• AIM: Count how many lines in the listing below contain the word "hillside", treating uppercase and lowercase as different. Give only the number.

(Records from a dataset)
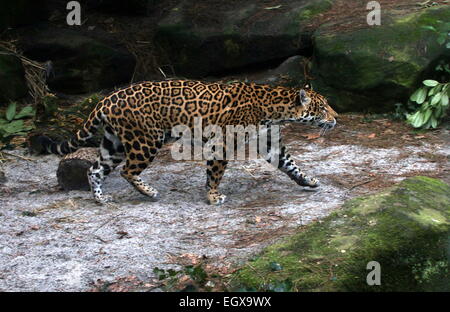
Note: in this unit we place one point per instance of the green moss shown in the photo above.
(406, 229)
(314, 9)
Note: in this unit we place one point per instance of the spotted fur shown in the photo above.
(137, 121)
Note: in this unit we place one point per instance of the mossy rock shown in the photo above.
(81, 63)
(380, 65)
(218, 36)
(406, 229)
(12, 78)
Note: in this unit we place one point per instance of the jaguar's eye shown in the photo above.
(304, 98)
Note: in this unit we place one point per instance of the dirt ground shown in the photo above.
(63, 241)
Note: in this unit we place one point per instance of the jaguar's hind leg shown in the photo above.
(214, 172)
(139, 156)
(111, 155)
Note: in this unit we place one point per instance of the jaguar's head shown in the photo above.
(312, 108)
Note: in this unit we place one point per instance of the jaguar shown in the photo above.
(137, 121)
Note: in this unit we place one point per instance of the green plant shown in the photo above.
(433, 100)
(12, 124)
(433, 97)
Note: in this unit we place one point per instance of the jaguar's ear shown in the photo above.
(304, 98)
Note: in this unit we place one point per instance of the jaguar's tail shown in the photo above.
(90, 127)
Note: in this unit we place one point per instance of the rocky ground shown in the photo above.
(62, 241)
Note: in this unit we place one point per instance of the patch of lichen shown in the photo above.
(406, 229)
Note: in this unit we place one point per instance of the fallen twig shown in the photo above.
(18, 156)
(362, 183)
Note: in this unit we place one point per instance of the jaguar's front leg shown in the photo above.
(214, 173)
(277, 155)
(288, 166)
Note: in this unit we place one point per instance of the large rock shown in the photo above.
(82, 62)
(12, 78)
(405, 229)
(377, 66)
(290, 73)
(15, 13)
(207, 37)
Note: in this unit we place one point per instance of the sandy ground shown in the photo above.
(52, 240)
--
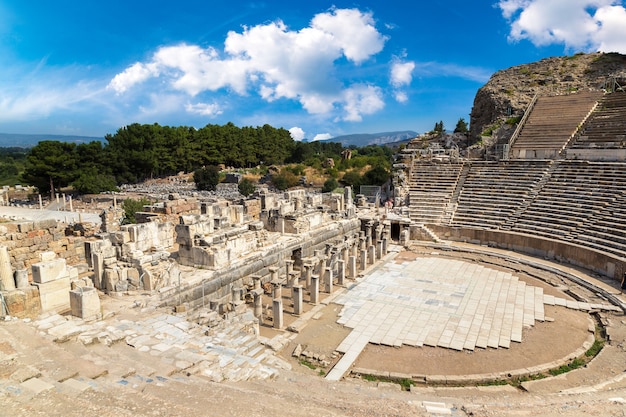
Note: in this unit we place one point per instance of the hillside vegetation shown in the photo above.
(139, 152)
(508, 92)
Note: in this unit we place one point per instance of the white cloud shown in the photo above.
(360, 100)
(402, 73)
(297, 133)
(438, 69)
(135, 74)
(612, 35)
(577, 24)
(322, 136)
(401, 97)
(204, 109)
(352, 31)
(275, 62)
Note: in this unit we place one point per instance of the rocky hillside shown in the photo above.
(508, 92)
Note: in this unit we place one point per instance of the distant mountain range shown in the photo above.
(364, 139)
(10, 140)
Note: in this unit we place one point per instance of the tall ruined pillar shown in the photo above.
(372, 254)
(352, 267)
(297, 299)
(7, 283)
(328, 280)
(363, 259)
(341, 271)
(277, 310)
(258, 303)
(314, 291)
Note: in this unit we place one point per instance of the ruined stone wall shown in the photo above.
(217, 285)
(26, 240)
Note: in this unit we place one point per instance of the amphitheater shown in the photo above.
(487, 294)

• RESULT FOR THIS EXERCISE: 2